#### MATERIAL PROVIDED:
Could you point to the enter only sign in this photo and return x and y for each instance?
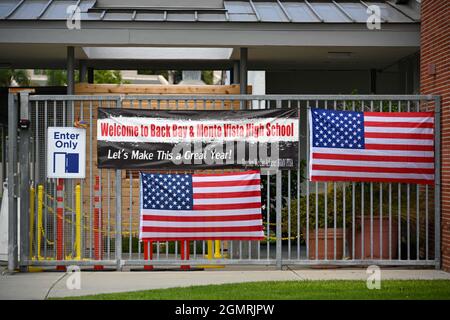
(66, 152)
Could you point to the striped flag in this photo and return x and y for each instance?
(222, 206)
(371, 146)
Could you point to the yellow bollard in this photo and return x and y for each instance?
(217, 254)
(210, 250)
(39, 226)
(78, 221)
(31, 232)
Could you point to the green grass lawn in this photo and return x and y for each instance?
(304, 290)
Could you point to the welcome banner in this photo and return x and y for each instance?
(190, 139)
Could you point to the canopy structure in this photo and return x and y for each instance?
(271, 35)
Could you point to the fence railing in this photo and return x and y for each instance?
(305, 223)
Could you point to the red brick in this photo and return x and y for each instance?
(435, 49)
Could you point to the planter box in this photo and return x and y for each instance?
(329, 241)
(376, 239)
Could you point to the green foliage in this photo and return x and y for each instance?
(208, 76)
(362, 191)
(59, 77)
(8, 75)
(107, 76)
(56, 77)
(292, 290)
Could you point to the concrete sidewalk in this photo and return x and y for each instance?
(51, 284)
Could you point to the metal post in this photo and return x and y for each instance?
(373, 81)
(119, 211)
(12, 174)
(90, 75)
(83, 71)
(70, 70)
(437, 180)
(278, 220)
(24, 151)
(243, 70)
(235, 78)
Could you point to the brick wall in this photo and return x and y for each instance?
(435, 79)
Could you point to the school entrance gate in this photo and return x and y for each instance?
(95, 221)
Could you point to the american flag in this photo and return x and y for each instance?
(371, 146)
(222, 206)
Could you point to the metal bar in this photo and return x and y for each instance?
(243, 78)
(109, 214)
(24, 151)
(130, 221)
(254, 10)
(236, 262)
(399, 222)
(90, 182)
(437, 181)
(118, 233)
(393, 5)
(368, 7)
(46, 199)
(289, 214)
(44, 9)
(344, 11)
(12, 174)
(70, 70)
(268, 214)
(298, 185)
(279, 205)
(14, 9)
(314, 11)
(286, 13)
(236, 97)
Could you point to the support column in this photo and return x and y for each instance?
(235, 78)
(24, 152)
(243, 70)
(373, 81)
(90, 75)
(83, 71)
(12, 175)
(70, 70)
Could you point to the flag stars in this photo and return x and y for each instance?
(343, 129)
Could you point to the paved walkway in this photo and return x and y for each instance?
(52, 284)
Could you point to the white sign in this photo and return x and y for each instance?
(66, 152)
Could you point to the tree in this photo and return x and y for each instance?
(108, 76)
(59, 77)
(7, 76)
(56, 77)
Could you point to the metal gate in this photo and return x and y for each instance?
(305, 223)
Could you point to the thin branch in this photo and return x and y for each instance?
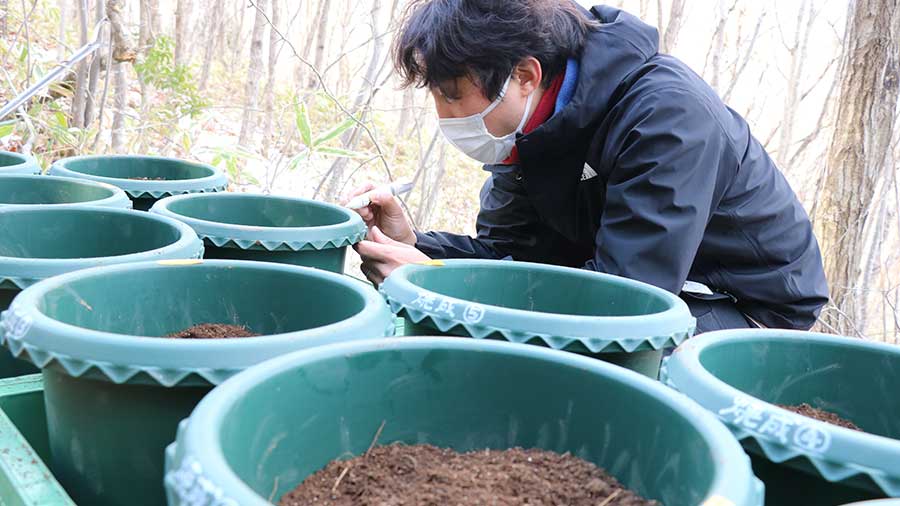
(747, 56)
(109, 65)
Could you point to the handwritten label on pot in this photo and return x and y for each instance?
(193, 488)
(16, 323)
(754, 416)
(444, 308)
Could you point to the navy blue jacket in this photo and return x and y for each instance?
(683, 191)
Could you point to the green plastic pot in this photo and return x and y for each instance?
(145, 179)
(25, 479)
(618, 320)
(741, 375)
(34, 190)
(115, 390)
(37, 242)
(17, 163)
(263, 432)
(287, 230)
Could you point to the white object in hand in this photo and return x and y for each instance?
(365, 199)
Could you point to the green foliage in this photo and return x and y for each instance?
(315, 146)
(159, 70)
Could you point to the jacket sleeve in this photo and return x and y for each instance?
(661, 191)
(506, 225)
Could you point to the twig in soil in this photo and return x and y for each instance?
(375, 439)
(610, 498)
(347, 469)
(341, 477)
(274, 489)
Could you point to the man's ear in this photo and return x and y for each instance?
(529, 74)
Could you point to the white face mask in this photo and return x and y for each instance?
(471, 136)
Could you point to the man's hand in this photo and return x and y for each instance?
(381, 255)
(384, 212)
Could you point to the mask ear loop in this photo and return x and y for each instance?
(497, 100)
(525, 114)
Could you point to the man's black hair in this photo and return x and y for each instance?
(442, 40)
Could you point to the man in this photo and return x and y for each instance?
(603, 154)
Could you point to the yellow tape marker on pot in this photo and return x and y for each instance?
(717, 500)
(185, 261)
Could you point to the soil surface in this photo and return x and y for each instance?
(213, 331)
(821, 415)
(401, 475)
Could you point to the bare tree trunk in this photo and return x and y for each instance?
(320, 40)
(274, 40)
(122, 54)
(149, 28)
(429, 201)
(300, 71)
(798, 51)
(182, 20)
(669, 37)
(718, 47)
(406, 111)
(61, 33)
(81, 74)
(215, 29)
(4, 15)
(94, 75)
(254, 73)
(238, 43)
(859, 148)
(645, 8)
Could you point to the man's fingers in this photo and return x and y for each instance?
(376, 235)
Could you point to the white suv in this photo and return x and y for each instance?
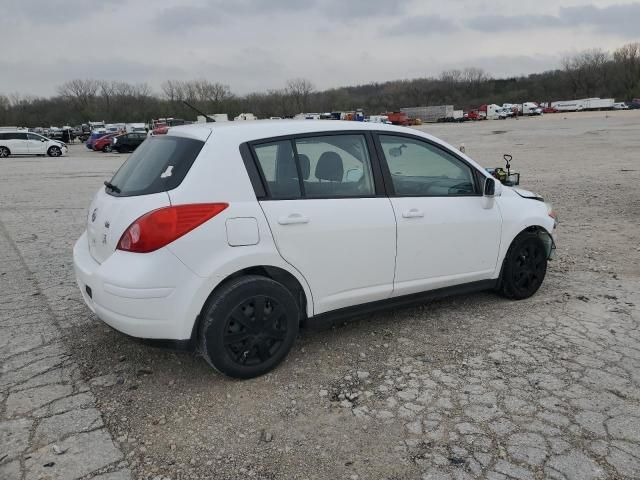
(230, 235)
(21, 142)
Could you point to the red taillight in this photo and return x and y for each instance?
(160, 227)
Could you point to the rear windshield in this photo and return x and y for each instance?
(159, 164)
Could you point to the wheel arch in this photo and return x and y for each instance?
(540, 230)
(278, 274)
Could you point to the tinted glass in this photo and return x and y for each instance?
(419, 168)
(279, 169)
(158, 165)
(335, 166)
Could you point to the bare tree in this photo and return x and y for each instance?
(300, 89)
(81, 92)
(627, 59)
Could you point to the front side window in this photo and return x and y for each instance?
(335, 166)
(420, 169)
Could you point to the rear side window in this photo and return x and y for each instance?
(279, 169)
(159, 164)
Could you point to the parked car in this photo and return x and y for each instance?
(103, 144)
(229, 237)
(20, 142)
(93, 137)
(620, 106)
(127, 142)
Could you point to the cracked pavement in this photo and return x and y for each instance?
(462, 388)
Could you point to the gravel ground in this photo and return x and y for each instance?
(466, 387)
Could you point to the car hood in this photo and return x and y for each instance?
(527, 194)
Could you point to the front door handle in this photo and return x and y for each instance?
(413, 213)
(292, 219)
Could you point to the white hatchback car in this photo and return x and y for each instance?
(21, 142)
(228, 235)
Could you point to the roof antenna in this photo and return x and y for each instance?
(209, 119)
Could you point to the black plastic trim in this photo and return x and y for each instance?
(403, 301)
(255, 176)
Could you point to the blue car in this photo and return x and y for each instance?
(94, 136)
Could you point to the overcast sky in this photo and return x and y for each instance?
(255, 45)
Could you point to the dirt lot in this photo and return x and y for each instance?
(466, 387)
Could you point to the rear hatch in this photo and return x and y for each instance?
(141, 184)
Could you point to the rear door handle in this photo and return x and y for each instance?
(292, 219)
(413, 213)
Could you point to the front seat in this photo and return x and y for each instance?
(330, 170)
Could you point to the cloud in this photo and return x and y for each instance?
(69, 11)
(422, 25)
(497, 23)
(175, 18)
(614, 19)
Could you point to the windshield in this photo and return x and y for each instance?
(157, 165)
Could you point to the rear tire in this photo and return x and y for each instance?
(524, 267)
(248, 326)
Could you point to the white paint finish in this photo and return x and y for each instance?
(242, 231)
(345, 248)
(341, 251)
(454, 240)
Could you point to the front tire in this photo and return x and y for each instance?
(524, 268)
(248, 326)
(54, 152)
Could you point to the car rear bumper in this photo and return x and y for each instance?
(142, 295)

#### WORK INSTRUCTIONS:
Each line of the material must be retyped exactly, except that images are omitted.

#### TASK RESPONSE:
Could you point to the enter only sign in this photo and return x and y for each instance?
(66, 152)
Could you point to the striped flag in this photo and return x and y for each instance?
(222, 206)
(371, 146)
Could you point to the yellow bollard in this photo and return x and y for each instance?
(217, 254)
(210, 250)
(39, 226)
(78, 221)
(31, 232)
Could you point to the green grass lawn in this photo and return x and y for each instance?
(304, 290)
Could you point to the welcome banner in this photo and return x and y for each instance?
(190, 139)
Could you point to the canopy structure in this photo and return x and y for each instance?
(271, 35)
Could you point to the fence railing in this photo and return x and y for each instance?
(305, 223)
Could you point to the red brick in this photo and return x and y for each instance?
(435, 49)
Could you point to the planter box in this photo and return x and y for each instance?
(329, 241)
(376, 239)
Could you point to the green foliage in this photo and return x and y for each instance?
(208, 76)
(362, 191)
(59, 77)
(8, 75)
(107, 76)
(56, 77)
(292, 290)
Could you point to the concrete sidewalk in this photo and return x and y for each instance?
(51, 284)
Could you point to the metal post in this photo and return x and y for each instance?
(373, 81)
(119, 211)
(12, 174)
(90, 75)
(83, 71)
(70, 70)
(437, 180)
(278, 220)
(24, 151)
(243, 70)
(235, 78)
Could you point to the brick wall in this photo and return x and y for each instance?
(435, 79)
Could you point to the school entrance gate in this photo and return x and y for each instance?
(95, 221)
Could you point to the american flag in this photo and return x and y for each instance?
(371, 146)
(222, 206)
Could you point to the metal bar in this photo and return x and y for each instance?
(243, 78)
(109, 214)
(24, 151)
(130, 221)
(254, 10)
(236, 262)
(399, 222)
(90, 182)
(437, 181)
(118, 233)
(393, 5)
(368, 7)
(46, 199)
(289, 214)
(44, 9)
(344, 11)
(12, 174)
(70, 70)
(268, 214)
(298, 185)
(279, 205)
(14, 9)
(314, 11)
(286, 13)
(236, 97)
Could you point to the support column in this photo and return x and y for each instance?
(235, 78)
(24, 152)
(243, 70)
(373, 81)
(90, 75)
(83, 71)
(12, 175)
(70, 70)
Could you point to the flag stars in this photo and return x and y for each instance?
(343, 129)
Could you point to the paved walkway in this photo and return x and y for each instance?
(52, 284)
Could you point to the white sign in this photo and return x and y for each instance?
(66, 152)
Could you point to the tree in this photo and return x and y for each instance?
(108, 76)
(59, 77)
(7, 76)
(56, 77)
Could you point to the metal gate in this photo and return x and y for each instance?
(305, 223)
Could you point to the thin branch in this photo and return x and y for each instance?
(747, 56)
(109, 65)
Could you point to the handwritten label on pot in this photo and return x and y for each instance?
(193, 488)
(16, 323)
(754, 416)
(444, 308)
Could you point to the navy blue jacket in this photo and return x and y for each instance?
(683, 191)
Could you point to the green plastic pot in this photo and return x and y for each instance?
(145, 179)
(25, 479)
(618, 320)
(741, 375)
(34, 190)
(115, 390)
(37, 242)
(17, 163)
(263, 432)
(287, 230)
Could you point to the white object in hand in this photo and return x and y for each instance?
(365, 199)
Could you point to the green foliage in this photo and return x and y for each instance?
(315, 146)
(159, 70)
Could you point to the jacket sleeve in this photo and return x and y for each instance?
(661, 191)
(506, 225)
Could you point to the twig in soil in this photo and return x and y for each instance?
(375, 439)
(610, 498)
(347, 469)
(341, 477)
(274, 489)
Could you point to the man's ear in this photo and return x and y for each instance?
(529, 74)
Could you point to the white face mask in this photo and return x and y for each instance?
(471, 136)
Could you point to the man's hand in this photo and return x and y for each instance?
(381, 255)
(384, 212)
Could you point to the mask ear loop in this photo and return x and y for each instance?
(497, 100)
(525, 114)
Could you point to the man's black hair in this photo and return x and y for each instance?
(442, 40)
Could you point to the man in this photo and return x and y for each instance?
(603, 154)
Could you point to the yellow tape marker on pot in this photo and return x and y for each instance?
(717, 500)
(185, 261)
Could you point to the soil surface in this photo and return x and y for each instance?
(213, 331)
(821, 415)
(401, 475)
Could you point to the bare tree trunk in this photo and return x and y for each instance?
(320, 40)
(274, 40)
(122, 54)
(149, 28)
(429, 201)
(300, 71)
(798, 51)
(182, 20)
(669, 37)
(718, 47)
(406, 111)
(61, 33)
(81, 74)
(215, 29)
(4, 15)
(94, 75)
(254, 73)
(238, 43)
(859, 148)
(645, 8)
Could you point to the man's fingers in this photo and return x and y for each instance?
(376, 235)
Could you point to the white suv in this photo and return x and y for each instance?
(230, 235)
(21, 142)
Could you point to the red taillight in this photo and return x and y for each instance?
(160, 227)
Could you point to the rear windshield in this photo and return x and y for each instance?
(159, 164)
Could you point to the wheel arch in this photo and return x and y for each instance?
(540, 230)
(278, 274)
Could you point to the tinted glass in this photo and return x and y for each instance?
(419, 168)
(279, 169)
(158, 165)
(335, 166)
Could you point to the bare tree in this photo and return x and y for each instance?
(300, 89)
(81, 92)
(627, 59)
Could you point to the front side window in this photo and return x and y for each instance?
(335, 166)
(420, 169)
Could you point to the rear side window in this photo and return x and y for each instance?
(279, 169)
(159, 164)
Could you point to the parked car in this photo and return x and y for each instance?
(103, 144)
(229, 237)
(20, 142)
(93, 137)
(620, 106)
(127, 142)
Could you point to the cracked pavement in this photo and return x and y for each instance?
(462, 388)
Could you point to the gravel ground in this photo and return x and y for each instance?
(466, 387)
Could you point to the car hood in this photo and return x and y for each instance?
(527, 194)
Could you point to the front door handle in this photo and return x and y for each instance?
(413, 213)
(292, 219)
Could you point to the white hatchback car in this photo and return x and y for each instance?
(21, 142)
(228, 235)
Could you point to the roof antenna in this photo and return x and y for each instance?
(209, 119)
Could you point to the black plastic trim in this photo and return x and y for each instance?
(403, 301)
(255, 176)
Could you point to the blue car in this photo and return x and y for each instance?
(94, 136)
Could you point to the overcast sky in this photo and return x and y for each instance?
(255, 45)
Could you point to the dirt lot in this photo and return x and y for each instance?
(466, 387)
Could you point to the rear hatch in this photo and return x and y for each instance?
(141, 184)
Could you point to the rear door handle in this photo and return x and y for each instance?
(292, 219)
(413, 213)
Could you point to the front seat in this photo and return x and y for each instance?
(330, 170)
Could you point to the cloud in this photo and return x and y for each instance?
(69, 11)
(422, 25)
(497, 23)
(175, 18)
(614, 19)
Could you point to the windshield in this photo and return x and y for each instance?
(157, 165)
Could you point to the rear tire in this photo and return x and y for each instance?
(524, 267)
(248, 326)
Could you point to the white paint finish in this photo and return x and y for each instance?
(242, 231)
(345, 248)
(341, 251)
(454, 240)
Could you point to the front tire in this photo and return x and y for each instance?
(524, 268)
(248, 326)
(54, 152)
Could you point to the car rear bumper in this photo and return x and y for each instance?
(142, 295)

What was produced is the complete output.